⟨

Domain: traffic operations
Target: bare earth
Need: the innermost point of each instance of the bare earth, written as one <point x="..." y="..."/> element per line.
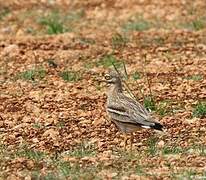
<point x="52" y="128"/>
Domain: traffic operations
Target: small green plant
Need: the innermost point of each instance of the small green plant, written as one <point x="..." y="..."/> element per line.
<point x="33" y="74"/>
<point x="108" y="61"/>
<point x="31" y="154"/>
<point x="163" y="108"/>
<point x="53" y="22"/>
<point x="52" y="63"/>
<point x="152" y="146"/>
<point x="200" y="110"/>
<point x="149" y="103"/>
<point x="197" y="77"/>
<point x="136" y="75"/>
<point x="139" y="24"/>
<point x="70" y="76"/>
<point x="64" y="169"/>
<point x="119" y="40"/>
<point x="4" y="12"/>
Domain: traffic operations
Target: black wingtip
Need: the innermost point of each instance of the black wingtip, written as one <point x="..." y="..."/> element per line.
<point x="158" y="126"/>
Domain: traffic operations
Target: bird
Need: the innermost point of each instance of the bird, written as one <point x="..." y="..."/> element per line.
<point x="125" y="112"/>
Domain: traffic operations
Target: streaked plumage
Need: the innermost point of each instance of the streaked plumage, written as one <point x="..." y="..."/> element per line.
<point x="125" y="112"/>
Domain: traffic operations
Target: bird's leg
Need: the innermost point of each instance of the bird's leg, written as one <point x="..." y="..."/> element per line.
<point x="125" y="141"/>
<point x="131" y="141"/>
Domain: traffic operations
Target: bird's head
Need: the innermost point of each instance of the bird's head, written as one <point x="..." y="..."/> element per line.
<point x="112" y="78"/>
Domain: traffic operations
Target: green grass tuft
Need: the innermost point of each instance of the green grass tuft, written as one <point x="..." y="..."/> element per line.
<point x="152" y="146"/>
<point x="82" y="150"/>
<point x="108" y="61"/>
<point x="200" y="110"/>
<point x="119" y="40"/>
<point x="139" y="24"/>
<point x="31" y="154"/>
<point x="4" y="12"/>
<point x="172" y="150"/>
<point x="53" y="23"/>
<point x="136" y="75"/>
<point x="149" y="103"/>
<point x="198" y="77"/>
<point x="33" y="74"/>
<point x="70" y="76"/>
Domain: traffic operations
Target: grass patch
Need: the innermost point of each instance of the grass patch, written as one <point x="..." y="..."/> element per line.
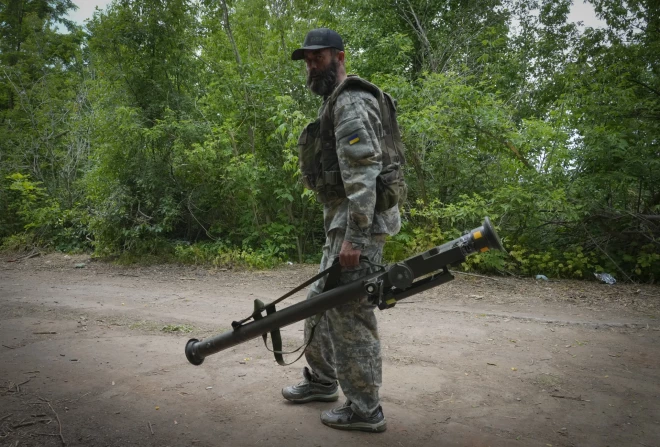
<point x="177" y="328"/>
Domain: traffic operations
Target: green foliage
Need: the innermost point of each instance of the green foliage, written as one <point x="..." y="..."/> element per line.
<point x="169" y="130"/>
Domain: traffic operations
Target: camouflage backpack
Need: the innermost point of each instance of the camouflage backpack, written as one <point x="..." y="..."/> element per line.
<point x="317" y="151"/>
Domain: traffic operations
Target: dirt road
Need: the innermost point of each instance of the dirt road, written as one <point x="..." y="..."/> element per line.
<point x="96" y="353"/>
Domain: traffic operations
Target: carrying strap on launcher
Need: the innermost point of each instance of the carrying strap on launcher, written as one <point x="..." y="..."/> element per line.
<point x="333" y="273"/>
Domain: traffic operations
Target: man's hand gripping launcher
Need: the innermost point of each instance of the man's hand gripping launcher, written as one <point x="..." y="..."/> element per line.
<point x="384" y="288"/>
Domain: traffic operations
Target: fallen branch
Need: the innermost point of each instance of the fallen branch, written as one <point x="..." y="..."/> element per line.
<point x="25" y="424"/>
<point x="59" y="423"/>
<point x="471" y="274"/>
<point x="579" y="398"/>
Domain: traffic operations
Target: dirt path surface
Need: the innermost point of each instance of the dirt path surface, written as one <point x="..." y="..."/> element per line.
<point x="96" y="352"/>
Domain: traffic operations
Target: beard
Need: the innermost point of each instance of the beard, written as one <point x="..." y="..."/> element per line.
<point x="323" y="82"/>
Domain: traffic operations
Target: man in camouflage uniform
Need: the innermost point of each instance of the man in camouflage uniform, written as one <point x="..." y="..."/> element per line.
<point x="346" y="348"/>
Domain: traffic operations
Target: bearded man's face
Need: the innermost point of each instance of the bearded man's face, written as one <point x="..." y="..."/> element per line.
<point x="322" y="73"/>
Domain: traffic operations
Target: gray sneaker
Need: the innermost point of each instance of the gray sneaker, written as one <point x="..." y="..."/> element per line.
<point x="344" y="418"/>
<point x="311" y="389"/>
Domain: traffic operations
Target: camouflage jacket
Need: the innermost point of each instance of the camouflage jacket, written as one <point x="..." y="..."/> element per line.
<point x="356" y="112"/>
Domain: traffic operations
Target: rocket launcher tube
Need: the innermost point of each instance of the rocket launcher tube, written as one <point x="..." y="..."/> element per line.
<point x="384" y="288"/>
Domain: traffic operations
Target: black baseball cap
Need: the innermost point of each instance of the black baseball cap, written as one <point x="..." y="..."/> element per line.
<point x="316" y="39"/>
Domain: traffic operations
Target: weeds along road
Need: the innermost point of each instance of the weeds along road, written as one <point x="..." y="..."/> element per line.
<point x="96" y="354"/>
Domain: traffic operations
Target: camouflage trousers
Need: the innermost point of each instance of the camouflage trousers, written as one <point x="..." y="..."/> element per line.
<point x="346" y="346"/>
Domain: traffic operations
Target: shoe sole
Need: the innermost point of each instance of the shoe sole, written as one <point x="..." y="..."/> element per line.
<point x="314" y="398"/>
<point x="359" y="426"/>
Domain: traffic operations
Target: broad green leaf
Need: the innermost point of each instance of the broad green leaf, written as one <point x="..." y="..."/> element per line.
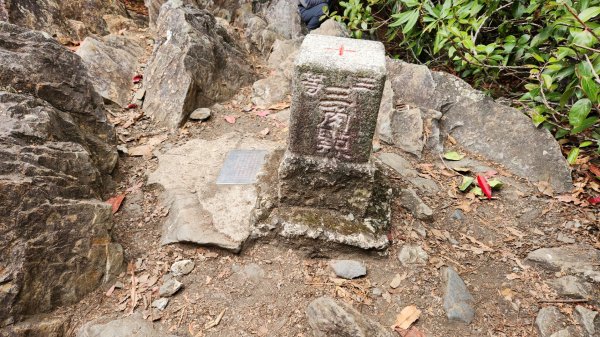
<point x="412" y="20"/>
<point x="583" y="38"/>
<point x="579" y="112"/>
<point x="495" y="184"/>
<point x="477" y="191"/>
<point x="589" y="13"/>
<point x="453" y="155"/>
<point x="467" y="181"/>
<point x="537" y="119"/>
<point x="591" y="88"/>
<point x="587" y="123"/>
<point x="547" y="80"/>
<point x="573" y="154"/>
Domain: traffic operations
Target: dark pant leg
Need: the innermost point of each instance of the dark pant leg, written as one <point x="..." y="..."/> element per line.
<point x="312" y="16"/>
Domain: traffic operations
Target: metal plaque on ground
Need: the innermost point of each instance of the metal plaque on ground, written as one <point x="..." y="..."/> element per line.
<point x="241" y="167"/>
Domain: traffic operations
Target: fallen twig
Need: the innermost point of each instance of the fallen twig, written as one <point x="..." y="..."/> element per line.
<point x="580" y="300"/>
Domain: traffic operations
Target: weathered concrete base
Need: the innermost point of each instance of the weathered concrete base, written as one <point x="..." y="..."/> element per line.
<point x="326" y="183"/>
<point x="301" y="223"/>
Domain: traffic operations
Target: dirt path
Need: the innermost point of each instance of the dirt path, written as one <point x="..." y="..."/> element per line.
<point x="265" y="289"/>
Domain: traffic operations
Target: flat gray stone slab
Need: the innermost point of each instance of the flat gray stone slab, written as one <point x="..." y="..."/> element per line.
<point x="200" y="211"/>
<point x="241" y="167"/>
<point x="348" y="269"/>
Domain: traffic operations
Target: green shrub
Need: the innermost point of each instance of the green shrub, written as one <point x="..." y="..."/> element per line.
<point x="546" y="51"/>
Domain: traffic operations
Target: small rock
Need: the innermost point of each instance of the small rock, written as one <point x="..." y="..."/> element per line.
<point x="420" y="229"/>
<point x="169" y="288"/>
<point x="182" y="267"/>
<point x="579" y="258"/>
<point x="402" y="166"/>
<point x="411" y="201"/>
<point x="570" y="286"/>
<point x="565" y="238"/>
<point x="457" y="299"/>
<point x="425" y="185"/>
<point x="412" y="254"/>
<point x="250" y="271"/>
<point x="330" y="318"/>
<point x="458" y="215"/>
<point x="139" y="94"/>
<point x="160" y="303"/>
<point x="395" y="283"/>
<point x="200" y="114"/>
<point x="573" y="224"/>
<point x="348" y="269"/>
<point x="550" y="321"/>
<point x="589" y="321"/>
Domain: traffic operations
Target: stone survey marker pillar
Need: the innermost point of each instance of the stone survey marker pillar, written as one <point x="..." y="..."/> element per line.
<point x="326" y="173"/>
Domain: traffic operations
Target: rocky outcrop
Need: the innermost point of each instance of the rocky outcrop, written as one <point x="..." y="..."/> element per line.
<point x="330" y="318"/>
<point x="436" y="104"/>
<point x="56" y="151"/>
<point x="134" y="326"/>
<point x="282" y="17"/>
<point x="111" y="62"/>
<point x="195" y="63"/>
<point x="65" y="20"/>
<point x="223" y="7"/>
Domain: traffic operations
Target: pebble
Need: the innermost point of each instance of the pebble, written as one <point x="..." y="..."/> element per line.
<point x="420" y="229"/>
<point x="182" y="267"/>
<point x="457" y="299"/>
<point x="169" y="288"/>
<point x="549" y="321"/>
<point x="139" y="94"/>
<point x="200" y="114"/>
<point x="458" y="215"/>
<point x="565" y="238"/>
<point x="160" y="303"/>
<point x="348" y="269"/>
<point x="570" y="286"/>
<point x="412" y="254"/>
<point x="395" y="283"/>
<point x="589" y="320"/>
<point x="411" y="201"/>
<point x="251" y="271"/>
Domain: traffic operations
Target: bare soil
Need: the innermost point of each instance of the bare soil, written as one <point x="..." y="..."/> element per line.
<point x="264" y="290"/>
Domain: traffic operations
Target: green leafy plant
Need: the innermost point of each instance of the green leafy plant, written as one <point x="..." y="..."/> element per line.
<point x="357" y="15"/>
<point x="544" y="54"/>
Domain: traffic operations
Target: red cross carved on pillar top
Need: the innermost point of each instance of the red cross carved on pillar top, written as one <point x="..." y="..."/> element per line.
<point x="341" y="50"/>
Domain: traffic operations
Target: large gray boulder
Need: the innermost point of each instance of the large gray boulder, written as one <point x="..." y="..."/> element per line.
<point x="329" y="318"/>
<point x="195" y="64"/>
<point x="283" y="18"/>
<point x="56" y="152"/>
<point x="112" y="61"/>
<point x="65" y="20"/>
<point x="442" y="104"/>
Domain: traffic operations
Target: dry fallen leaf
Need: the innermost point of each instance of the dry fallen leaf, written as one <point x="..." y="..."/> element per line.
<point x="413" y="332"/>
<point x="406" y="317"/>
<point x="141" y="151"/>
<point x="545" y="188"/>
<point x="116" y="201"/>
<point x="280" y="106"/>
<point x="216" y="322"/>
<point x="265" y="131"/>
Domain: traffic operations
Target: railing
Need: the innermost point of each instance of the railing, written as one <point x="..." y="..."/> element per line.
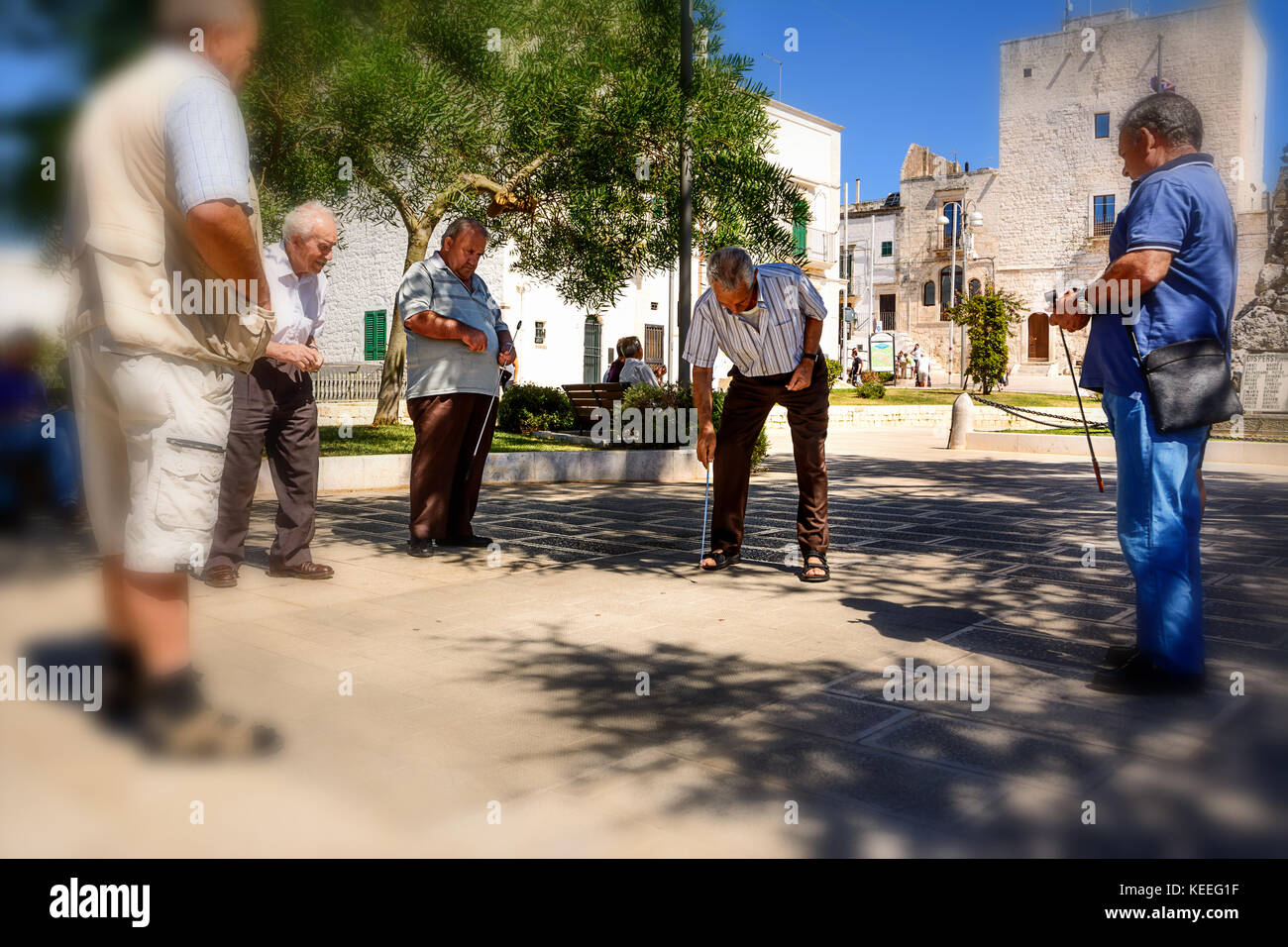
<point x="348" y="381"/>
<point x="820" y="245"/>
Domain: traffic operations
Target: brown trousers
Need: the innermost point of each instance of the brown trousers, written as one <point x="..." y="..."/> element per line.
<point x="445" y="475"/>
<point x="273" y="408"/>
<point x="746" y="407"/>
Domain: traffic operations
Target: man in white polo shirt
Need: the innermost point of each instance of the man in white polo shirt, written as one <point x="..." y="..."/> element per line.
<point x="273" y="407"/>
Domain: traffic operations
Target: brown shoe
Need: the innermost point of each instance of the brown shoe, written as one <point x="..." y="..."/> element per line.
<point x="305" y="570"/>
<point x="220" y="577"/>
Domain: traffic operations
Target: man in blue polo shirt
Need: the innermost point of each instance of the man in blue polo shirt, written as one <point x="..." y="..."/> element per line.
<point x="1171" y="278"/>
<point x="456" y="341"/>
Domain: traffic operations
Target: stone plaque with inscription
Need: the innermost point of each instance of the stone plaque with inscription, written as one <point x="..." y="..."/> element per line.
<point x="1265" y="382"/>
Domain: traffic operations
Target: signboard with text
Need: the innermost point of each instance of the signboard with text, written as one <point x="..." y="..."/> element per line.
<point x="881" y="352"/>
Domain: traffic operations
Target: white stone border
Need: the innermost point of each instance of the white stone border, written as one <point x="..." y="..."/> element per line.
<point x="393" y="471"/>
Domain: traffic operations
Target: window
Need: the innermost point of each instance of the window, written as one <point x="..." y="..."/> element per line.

⟩

Goal: Extract every line above that contains the word "gray", matching case exactly.

Response for this exercise:
Target: gray sneaker
Need: the innermost point of each instance of the gray sneaker, written as one <point x="..." y="..."/> element per line.
Target: flat gray stone slab
Need: the innermost point of each instance of the flat gray stone slab, written as one <point x="..." y="..."/> element per line.
Target: large gray boulder
Need: the innermost point of each instance of the large gray boulder, written as one <point x="..." y="..."/> element per line.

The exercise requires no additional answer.